— Short task —
Your task is to copy every record exactly.

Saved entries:
^^^^^^^^

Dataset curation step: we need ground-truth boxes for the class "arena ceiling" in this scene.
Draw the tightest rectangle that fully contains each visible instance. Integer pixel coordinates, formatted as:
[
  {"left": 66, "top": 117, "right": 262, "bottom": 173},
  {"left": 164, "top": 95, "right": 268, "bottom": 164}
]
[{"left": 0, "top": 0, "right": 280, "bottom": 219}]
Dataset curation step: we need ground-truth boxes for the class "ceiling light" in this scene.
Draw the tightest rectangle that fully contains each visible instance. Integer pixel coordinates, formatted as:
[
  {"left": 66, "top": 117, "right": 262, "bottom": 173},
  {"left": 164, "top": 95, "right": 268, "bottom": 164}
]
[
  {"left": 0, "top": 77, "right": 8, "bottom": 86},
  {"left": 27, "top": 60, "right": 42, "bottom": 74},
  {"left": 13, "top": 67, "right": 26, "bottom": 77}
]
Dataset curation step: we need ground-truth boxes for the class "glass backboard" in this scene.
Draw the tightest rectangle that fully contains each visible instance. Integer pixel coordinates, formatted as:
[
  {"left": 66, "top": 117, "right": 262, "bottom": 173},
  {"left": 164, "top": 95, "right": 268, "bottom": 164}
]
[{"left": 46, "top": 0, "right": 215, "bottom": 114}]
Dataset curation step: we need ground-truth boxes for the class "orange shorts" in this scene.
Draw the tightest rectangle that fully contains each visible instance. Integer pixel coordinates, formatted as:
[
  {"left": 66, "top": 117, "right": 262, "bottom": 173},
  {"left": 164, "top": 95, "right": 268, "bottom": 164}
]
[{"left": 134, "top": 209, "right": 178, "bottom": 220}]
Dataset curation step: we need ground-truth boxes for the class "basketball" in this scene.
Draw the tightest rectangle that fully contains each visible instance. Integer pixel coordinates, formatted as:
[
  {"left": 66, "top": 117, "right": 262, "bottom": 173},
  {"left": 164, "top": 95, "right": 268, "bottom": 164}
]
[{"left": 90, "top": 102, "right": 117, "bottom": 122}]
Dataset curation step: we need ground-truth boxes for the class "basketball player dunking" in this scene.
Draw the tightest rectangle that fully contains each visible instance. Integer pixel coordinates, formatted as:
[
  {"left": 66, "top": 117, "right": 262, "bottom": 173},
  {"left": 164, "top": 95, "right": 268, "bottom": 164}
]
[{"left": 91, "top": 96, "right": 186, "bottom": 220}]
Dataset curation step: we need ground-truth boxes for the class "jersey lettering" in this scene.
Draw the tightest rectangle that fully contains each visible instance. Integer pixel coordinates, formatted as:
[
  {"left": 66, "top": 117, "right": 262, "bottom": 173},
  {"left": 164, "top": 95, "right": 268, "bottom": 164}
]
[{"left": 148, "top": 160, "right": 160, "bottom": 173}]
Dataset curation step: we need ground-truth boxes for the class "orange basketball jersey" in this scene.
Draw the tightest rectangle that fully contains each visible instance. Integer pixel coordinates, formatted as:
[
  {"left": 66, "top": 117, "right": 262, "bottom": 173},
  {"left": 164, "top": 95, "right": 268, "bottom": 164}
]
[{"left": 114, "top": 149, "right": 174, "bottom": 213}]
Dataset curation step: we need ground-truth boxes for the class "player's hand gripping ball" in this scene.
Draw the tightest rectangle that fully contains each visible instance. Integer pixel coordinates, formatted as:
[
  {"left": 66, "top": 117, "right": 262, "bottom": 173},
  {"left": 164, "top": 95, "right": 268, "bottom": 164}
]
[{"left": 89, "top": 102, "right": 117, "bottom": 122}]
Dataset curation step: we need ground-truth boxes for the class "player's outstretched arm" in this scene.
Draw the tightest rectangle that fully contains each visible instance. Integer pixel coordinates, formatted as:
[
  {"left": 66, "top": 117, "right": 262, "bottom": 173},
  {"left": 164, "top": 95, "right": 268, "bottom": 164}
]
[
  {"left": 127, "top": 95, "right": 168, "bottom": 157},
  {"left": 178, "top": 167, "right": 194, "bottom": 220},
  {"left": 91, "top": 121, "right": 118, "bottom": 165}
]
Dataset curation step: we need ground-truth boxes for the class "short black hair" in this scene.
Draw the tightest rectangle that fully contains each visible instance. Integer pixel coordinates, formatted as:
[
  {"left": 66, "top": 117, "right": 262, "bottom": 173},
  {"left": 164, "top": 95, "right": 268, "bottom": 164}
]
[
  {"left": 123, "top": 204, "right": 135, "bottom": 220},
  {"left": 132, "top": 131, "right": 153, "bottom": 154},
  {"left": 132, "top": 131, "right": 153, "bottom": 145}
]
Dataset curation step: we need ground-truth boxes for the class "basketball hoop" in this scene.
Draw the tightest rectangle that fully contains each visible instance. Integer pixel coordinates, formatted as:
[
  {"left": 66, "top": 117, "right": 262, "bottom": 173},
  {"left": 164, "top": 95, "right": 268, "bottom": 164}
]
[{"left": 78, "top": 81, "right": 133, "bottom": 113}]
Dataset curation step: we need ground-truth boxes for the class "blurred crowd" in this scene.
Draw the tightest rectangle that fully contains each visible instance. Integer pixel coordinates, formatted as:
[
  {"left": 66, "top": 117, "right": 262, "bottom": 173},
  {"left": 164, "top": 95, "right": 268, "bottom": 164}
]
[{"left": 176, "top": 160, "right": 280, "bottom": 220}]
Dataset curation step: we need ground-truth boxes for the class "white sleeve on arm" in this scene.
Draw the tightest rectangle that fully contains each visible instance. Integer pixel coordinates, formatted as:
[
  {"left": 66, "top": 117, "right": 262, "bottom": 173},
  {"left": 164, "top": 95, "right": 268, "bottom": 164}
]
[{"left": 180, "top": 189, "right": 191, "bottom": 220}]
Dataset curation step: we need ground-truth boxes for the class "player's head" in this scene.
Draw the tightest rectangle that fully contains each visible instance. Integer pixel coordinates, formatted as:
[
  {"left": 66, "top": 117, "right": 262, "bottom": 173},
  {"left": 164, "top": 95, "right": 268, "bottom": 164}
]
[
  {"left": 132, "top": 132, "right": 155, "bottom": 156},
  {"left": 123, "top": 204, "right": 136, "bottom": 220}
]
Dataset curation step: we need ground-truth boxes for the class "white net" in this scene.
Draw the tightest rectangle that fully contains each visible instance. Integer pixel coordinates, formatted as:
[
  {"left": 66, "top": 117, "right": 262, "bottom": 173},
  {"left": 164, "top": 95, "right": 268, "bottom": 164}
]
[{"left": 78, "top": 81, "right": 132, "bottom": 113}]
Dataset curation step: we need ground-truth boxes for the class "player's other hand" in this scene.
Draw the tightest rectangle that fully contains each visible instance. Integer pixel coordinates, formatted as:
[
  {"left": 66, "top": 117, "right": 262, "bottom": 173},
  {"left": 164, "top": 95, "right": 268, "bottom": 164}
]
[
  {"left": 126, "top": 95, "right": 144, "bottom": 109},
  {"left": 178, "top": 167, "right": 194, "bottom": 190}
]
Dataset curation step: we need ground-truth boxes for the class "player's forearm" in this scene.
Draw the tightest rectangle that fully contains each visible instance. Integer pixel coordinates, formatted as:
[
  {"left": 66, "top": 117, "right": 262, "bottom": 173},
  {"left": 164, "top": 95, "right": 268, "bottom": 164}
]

^^^^^^^^

— Completed task —
Dataset curation step: we need ground-truth boxes for the class "arena ceiling" in this scene.
Draw the tightest rectangle that fully contains each visible instance. Integer pixel coordinates, formatted as:
[
  {"left": 66, "top": 117, "right": 262, "bottom": 173},
  {"left": 164, "top": 95, "right": 268, "bottom": 164}
]
[{"left": 0, "top": 0, "right": 280, "bottom": 219}]
Dataset curation step: we need ground-truth boxes for the class "ceiling light" in this scene.
Draw the tightest rectangle that fully contains each visible instance. Integer pixel coordinates, formatted as:
[
  {"left": 66, "top": 117, "right": 262, "bottom": 173},
  {"left": 164, "top": 95, "right": 268, "bottom": 164}
]
[
  {"left": 0, "top": 77, "right": 8, "bottom": 86},
  {"left": 27, "top": 60, "right": 42, "bottom": 74},
  {"left": 13, "top": 67, "right": 26, "bottom": 77}
]
Dataset curation step: we need ground-truth boxes for the class "glass backboard" in this scene.
Draw the tightest rectangle that fully contains each visible instance. Integer pixel coordinates, formatted as:
[
  {"left": 66, "top": 117, "right": 262, "bottom": 173},
  {"left": 164, "top": 95, "right": 268, "bottom": 164}
]
[{"left": 46, "top": 0, "right": 215, "bottom": 114}]
Dataset curation step: we need ground-truth boxes for the class "orange shorts" in this scene.
Draw the tightest rectangle that fully contains each visible instance. Integer pixel coordinates, formatted as:
[
  {"left": 66, "top": 117, "right": 262, "bottom": 173},
  {"left": 164, "top": 95, "right": 268, "bottom": 164}
]
[{"left": 134, "top": 209, "right": 178, "bottom": 220}]
Dataset curation step: we need ground-truth boxes for the class "basketball" in this scene.
Draw the tightest rectangle that fully contains each visible instance. Integer pixel coordinates, formatted as:
[
  {"left": 66, "top": 117, "right": 262, "bottom": 173},
  {"left": 164, "top": 95, "right": 268, "bottom": 164}
]
[{"left": 90, "top": 102, "right": 117, "bottom": 122}]
Dataset curation step: we need ground-truth boxes for the class "basketball player dunking" in this scene.
Draw the tightest rectangle that fully contains each visible instance. Integer pixel coordinates, formatted as:
[
  {"left": 66, "top": 117, "right": 262, "bottom": 173},
  {"left": 164, "top": 95, "right": 268, "bottom": 164}
]
[{"left": 91, "top": 96, "right": 186, "bottom": 220}]
Dataset curation step: we need ground-truth boxes for the class "jersey lettering" in this scene.
Draw the tightest rectangle that fully contains each visible instance. Integer pixel coordinates, formatted as:
[
  {"left": 66, "top": 117, "right": 262, "bottom": 173},
  {"left": 164, "top": 95, "right": 268, "bottom": 164}
]
[{"left": 148, "top": 160, "right": 160, "bottom": 173}]
Dataset curation step: we need ground-truth boxes for the class "orange basketball jersey" in this scene.
Draw the tightest rectangle that fully contains each visible instance. Integer pixel coordinates, formatted as:
[
  {"left": 66, "top": 117, "right": 262, "bottom": 173},
  {"left": 164, "top": 95, "right": 268, "bottom": 164}
]
[{"left": 114, "top": 149, "right": 174, "bottom": 213}]
Dataset curation step: we need ground-truth boxes for the class "player's hand gripping ball" in this scene.
Draw the tightest rectangle that fully contains each visible instance. Integer pixel coordinates, formatted as:
[
  {"left": 66, "top": 117, "right": 262, "bottom": 173},
  {"left": 164, "top": 95, "right": 268, "bottom": 164}
]
[{"left": 89, "top": 102, "right": 117, "bottom": 122}]
Dataset curation step: we need ground-truth boxes for the class "player's outstretched arm" in this scene.
Draw the tightest rectangle that fully contains each visible instance. Integer pixel coordinates, formatted as:
[
  {"left": 66, "top": 117, "right": 262, "bottom": 173},
  {"left": 164, "top": 95, "right": 268, "bottom": 164}
]
[
  {"left": 127, "top": 95, "right": 168, "bottom": 157},
  {"left": 178, "top": 167, "right": 194, "bottom": 220},
  {"left": 91, "top": 121, "right": 118, "bottom": 165}
]
Dataset curation step: we need ground-truth boxes for the class "short black hair" in this scene.
Draw the tightest rectangle that fully contains each visible instance. Integer pixel coordinates, formatted as:
[
  {"left": 66, "top": 117, "right": 262, "bottom": 173},
  {"left": 164, "top": 95, "right": 268, "bottom": 164}
]
[
  {"left": 123, "top": 204, "right": 135, "bottom": 220},
  {"left": 132, "top": 131, "right": 153, "bottom": 154},
  {"left": 132, "top": 131, "right": 153, "bottom": 145}
]
Dataset curation step: we need ground-truth boxes for the class "basketball hoop" in this scene.
Draw the tightest rectangle that fully contains each visible instance. Integer pixel coordinates, formatted as:
[
  {"left": 66, "top": 117, "right": 262, "bottom": 173},
  {"left": 164, "top": 95, "right": 268, "bottom": 164}
]
[{"left": 78, "top": 81, "right": 133, "bottom": 113}]
Dataset curation step: we need ground-truth boxes for the class "blurred crowd" in this scene.
Draw the tightest rectangle that fully contains each visible instance. Integer pixel coordinates, formatted as:
[
  {"left": 66, "top": 117, "right": 262, "bottom": 173},
  {"left": 164, "top": 95, "right": 268, "bottom": 164}
]
[{"left": 176, "top": 160, "right": 280, "bottom": 220}]
Dataset curation step: we need ground-truth boxes for the class "white sleeve on arm" in this scene.
Draw the tightest rectangle that fully contains each visible instance. Integer pixel coordinates, formatted as:
[
  {"left": 66, "top": 117, "right": 262, "bottom": 173},
  {"left": 164, "top": 95, "right": 268, "bottom": 164}
]
[{"left": 180, "top": 189, "right": 191, "bottom": 220}]
Dataset curation step: we need ground-truth boxes for the class "player's head" in this scene.
Draw the tightest rectangle that fully contains each visible instance. Integer pixel coordinates, formatted as:
[
  {"left": 66, "top": 117, "right": 262, "bottom": 173},
  {"left": 164, "top": 95, "right": 268, "bottom": 164}
]
[
  {"left": 132, "top": 132, "right": 155, "bottom": 156},
  {"left": 123, "top": 204, "right": 136, "bottom": 220}
]
Dataset curation step: we need ground-truth boxes for the class "white net" in this scene.
Draw the tightest rectangle that fully contains each visible instance. Integer pixel coordinates, formatted as:
[
  {"left": 66, "top": 117, "right": 262, "bottom": 173},
  {"left": 164, "top": 95, "right": 268, "bottom": 164}
]
[{"left": 78, "top": 81, "right": 132, "bottom": 113}]
Dataset curation step: we need ground-truth boxes for the class "player's other hand" in this scene.
Draw the tightest rectangle that fully contains each visible instance. Integer pixel coordinates, formatted as:
[
  {"left": 66, "top": 117, "right": 262, "bottom": 173},
  {"left": 164, "top": 95, "right": 268, "bottom": 164}
]
[
  {"left": 126, "top": 95, "right": 144, "bottom": 109},
  {"left": 178, "top": 167, "right": 194, "bottom": 190}
]
Dataset curation step: we need ground-truth boxes for the class "player's forearm" in this scene.
Draw the tightest rectangle that fully contains each visible instance. Integer pixel coordinates, formatted as:
[
  {"left": 66, "top": 117, "right": 262, "bottom": 173},
  {"left": 164, "top": 95, "right": 268, "bottom": 164}
]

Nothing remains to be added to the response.